Your tasks:
A. In the post about Ethan's second appointment with Dr. Milanese, where had the developmental pediatrics department moved?
B. From the post about Ethan's second appointment, write out the passage from "This year: Gravited" up to and including "to entice him.".

Document passage:
Thursday, November 11, 2010

Dr. Milanese, Take 2

A year (and six weeks) later, and everything was different. Even the location, as the developmental pediatrics department had moved from inside CCMC to a building down the street.

At 9am Dr. Milanese and Jen, the speech pathologist, came to get us, and brought us to a room much like last year with the same spread of toys laid out. For a moment, Ethan didn't want to go in and when we did get in he clung to me. Then, he saw the same Sesame Street toy from last year on the table and began playing with it. From there, I was delightfully bombarded by the improvements he's made, one after another.

Last year: would only play with the Sesame Street toy. In fact, mostly he wanted to play with one button on the Sesame Street toy. He may have briefly looked at something else Jen introduced for a moment, but then it was back to the toy. When we took the toy away, he lay on the floor and cried.

This year: Gravited to that prefered toy first, but was quickly distracted when Jen asked him to look at something else. He was looking at her, smiling, laughing, requesting.

Last year: Ignored every toy she had layed out in the corner of the room to entice him.

This year: Ethan quickly found the truck and pushed it around, rolled around and threw several of the little balls, and played with the Jack in the Box type toy.

Last year: Ethan didn't look at either of them at all and used a couple of words to request something from me.

This year: While eye contact is still an issue, it was much improved and he used many words and short sentences/phrases to request and comment.

Last year: If we got to the imitation portion of the assessment, I either don't remember it or it didn't go well.

This year: He imitated bouncing a toy frog, pushing a car and making a car noise, and pushing a wooden block as if it were a car.

Last year: I KNOW we didn't get to pretend play.

This year: He pretended to take a drink, and helped Jen put "birthday candles" on a cake for the baby doll, blow them out, and give baby a piece of cake. He even pretended to wipe up when Jen asked him to because the "baby spilled her juice." And he kind of pretended to put the baby to sleep, before he decided he was done with all of that.

I sat there through all of this, marveling and wondering. I marveled at all of the building blocks to child development and how the pieces fit together. I marveled at how far Ethan has come and wondered just what it was that made the biggest difference: Just time and maturity? All of the therapy? God's divine hand? An interplay of the three?

I said as much to Dr. Milanese, in relation to the "sensory diet" she had recommended in her original report. She had thought it would greatly benefit Ethan, and we certainly tried different things. Nothing really worked. Certain techniques provided maybe a little bit of help, but there was no holy grail.

"I keep wondering what exactly it is that's helped him improve in some areas," I told her. In my mind I was referring especially to his affinity for opening and closing doors and flipping light switches, particularly at other people's houses. "I just wonder if it was something we did or if his brain just needed to make some new connections or it was just time." Dr. Milanese acknowledge that was the nature of autism and in particular the sensory issues -- they can make recommendations but they don't work for every child and they even can work differently at different times.

At the end of the appointment they mentioned how different he seemed from last time and the many strides he's made. While I didn't expect them to tell me his autism diagnosis had magically fallen off of him, they did say he's less symptomatic of autism.

I wrote about that after on Facebook and then started thinking. If someone had cancer and the doctor had told them the chemo was shrinking it, they'd report it and it'd be a wonderful thing. But autism is woven into a person. It's part of their complete makeup. Maybe I'm overanalyzing here, but I hated to think I sounded as if we were just trying to wipe it off of him. It's not what I meant.

Data excerpts:
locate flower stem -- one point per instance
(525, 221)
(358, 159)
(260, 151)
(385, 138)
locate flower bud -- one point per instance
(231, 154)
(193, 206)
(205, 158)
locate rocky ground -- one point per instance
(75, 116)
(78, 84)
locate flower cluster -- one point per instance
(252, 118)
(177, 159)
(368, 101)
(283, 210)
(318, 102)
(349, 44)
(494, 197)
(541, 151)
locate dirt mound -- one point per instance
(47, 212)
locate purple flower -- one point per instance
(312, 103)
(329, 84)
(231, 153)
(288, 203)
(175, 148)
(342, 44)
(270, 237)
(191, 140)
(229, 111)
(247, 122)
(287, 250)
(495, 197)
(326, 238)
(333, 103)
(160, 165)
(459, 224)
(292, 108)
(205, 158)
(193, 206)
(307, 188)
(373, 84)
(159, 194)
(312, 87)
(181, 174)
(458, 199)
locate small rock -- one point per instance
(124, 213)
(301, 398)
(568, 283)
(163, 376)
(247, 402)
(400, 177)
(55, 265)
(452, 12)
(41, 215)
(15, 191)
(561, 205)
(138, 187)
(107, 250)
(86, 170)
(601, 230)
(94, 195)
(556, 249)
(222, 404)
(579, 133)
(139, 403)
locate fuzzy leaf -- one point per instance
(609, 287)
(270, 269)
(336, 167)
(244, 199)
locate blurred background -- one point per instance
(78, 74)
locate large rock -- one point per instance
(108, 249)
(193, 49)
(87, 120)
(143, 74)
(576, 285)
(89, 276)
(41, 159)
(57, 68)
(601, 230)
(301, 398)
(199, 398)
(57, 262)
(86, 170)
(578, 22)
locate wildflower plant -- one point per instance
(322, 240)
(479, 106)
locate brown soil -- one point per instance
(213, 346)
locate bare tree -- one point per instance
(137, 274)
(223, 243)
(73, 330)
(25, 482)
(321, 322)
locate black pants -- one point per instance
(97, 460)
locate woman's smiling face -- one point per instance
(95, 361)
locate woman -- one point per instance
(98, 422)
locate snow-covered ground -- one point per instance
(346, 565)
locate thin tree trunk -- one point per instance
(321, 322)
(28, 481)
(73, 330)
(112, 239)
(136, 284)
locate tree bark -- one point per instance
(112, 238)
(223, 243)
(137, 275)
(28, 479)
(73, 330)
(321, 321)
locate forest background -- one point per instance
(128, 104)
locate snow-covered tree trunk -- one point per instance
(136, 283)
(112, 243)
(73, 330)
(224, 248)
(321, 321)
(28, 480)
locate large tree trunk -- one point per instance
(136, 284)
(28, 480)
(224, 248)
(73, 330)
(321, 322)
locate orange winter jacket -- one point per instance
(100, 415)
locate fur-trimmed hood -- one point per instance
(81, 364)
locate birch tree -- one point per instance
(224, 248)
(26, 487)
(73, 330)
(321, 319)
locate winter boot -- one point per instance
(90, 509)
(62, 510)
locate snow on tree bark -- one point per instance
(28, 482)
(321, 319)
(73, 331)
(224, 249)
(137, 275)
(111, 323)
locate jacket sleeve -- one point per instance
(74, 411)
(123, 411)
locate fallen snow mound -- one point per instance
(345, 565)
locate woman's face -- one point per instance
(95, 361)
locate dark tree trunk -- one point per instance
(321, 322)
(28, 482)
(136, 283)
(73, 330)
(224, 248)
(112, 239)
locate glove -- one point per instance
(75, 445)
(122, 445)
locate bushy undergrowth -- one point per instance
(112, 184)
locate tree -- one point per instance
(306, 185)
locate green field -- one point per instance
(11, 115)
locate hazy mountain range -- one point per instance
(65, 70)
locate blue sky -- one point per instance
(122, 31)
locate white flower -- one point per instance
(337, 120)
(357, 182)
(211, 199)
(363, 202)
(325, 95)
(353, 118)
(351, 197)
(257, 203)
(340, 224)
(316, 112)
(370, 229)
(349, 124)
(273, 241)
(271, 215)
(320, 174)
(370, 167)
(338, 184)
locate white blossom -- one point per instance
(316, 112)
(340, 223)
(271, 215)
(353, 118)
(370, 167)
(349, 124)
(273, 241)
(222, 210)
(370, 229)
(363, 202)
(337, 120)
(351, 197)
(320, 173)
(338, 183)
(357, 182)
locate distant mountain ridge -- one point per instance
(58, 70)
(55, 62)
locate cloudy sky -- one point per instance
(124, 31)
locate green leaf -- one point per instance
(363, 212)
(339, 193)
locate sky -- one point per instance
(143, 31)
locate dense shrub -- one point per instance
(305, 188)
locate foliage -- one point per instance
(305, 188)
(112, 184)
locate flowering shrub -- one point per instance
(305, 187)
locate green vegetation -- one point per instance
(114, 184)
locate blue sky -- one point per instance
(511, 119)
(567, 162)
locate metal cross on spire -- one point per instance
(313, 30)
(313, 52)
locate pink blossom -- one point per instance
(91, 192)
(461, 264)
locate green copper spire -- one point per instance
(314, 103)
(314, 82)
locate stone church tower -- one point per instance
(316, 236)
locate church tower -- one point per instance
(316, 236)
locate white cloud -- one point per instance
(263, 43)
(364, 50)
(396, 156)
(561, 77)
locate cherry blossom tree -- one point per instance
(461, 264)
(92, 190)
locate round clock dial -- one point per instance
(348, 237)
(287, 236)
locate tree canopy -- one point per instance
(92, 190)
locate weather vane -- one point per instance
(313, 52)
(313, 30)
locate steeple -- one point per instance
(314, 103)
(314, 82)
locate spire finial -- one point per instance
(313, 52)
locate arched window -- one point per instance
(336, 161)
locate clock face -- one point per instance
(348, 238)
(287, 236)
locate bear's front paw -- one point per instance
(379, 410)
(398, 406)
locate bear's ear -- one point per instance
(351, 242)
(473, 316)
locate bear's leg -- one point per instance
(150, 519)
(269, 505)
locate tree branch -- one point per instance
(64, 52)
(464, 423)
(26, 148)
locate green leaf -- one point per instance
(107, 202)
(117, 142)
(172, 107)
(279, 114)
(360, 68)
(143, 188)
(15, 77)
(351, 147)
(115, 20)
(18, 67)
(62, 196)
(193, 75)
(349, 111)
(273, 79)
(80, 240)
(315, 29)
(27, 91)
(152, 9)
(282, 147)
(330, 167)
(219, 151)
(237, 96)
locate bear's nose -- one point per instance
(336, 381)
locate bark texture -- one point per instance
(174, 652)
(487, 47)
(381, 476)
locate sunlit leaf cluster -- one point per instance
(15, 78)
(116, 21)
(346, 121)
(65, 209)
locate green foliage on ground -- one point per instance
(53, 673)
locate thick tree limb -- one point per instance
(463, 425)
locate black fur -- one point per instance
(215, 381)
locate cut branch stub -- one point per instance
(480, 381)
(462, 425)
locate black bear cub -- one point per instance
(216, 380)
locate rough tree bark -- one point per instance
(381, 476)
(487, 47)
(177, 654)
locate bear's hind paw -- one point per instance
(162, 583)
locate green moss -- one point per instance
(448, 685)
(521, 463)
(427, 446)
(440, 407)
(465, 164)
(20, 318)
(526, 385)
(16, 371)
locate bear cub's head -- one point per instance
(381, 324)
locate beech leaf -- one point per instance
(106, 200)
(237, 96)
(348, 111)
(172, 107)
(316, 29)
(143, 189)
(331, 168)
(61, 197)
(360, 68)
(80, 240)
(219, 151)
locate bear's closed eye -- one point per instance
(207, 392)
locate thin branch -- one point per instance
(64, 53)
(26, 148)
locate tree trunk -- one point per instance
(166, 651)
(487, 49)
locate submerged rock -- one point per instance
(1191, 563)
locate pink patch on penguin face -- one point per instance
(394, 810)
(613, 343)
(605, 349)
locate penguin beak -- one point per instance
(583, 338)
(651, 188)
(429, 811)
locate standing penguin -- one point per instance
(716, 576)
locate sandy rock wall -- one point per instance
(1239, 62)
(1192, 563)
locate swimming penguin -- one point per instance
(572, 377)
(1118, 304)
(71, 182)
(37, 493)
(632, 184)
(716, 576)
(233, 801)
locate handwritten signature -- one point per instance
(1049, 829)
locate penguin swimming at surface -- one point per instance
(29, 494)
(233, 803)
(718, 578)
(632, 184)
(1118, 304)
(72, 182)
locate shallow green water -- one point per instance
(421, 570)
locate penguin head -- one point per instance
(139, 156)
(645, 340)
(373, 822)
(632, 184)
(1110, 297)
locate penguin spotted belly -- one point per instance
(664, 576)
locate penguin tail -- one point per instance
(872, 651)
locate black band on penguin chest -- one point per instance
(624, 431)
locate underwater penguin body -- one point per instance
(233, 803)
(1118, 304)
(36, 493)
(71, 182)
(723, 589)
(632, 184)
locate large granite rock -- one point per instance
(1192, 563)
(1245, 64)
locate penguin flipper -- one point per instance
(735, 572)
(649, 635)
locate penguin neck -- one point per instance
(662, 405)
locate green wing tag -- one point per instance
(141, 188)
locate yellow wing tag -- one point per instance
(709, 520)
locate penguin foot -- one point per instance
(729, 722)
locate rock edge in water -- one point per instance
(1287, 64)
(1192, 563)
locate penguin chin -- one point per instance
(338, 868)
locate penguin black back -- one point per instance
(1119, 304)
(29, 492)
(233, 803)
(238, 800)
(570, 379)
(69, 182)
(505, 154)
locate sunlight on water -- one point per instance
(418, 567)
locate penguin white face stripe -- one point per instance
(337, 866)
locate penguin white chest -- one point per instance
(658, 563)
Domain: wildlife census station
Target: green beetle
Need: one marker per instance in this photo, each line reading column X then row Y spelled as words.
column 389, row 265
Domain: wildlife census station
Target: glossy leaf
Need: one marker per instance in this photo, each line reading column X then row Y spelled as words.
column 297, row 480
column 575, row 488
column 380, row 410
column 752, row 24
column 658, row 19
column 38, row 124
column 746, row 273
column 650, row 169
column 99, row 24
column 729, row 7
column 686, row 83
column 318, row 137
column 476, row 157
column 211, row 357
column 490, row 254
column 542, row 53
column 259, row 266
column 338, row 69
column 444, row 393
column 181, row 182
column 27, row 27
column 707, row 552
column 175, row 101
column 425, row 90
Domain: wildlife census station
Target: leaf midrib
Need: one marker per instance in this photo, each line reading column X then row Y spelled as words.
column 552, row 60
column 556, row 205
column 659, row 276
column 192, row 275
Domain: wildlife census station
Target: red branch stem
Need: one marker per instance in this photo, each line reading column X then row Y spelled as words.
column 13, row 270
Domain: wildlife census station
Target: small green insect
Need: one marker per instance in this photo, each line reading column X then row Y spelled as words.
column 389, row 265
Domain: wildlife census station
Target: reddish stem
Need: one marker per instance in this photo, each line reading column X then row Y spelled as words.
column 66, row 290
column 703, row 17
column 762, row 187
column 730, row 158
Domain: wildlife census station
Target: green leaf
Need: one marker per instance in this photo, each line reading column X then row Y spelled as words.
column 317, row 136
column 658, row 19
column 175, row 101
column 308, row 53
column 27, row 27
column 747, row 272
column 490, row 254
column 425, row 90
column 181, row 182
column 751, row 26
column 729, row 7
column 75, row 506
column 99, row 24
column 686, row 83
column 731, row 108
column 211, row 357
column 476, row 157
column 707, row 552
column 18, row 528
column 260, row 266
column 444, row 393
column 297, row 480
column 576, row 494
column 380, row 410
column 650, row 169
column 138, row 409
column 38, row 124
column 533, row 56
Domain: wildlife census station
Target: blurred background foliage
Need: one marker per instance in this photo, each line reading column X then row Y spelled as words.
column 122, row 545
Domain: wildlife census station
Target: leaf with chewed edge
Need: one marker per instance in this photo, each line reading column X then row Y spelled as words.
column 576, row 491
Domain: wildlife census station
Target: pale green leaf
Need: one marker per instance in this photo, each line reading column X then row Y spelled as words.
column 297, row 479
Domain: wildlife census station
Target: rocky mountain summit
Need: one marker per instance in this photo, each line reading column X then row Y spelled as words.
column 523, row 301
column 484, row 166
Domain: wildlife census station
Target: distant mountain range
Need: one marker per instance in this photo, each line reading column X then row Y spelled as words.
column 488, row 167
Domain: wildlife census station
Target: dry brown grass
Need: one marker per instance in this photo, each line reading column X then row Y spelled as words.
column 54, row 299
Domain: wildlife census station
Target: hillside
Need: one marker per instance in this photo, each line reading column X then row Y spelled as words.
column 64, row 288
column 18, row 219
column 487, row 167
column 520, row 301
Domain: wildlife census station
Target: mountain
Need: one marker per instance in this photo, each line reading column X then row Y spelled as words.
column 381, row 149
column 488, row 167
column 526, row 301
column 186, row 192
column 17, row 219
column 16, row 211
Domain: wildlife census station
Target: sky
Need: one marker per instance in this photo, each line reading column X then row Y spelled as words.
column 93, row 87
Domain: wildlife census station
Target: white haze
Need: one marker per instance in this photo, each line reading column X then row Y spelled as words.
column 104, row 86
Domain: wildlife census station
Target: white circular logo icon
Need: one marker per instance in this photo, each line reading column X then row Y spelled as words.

Answers given:
A. To a building down the street from CCMC.

B.
This year: Gravited to that prefered toy first, but was quickly distracted when Jen asked him to look at something else. He was looking at her, smiling, laughing, requesting.

Last year: Ignored every toy she had layed out in the corner of the room to entice him.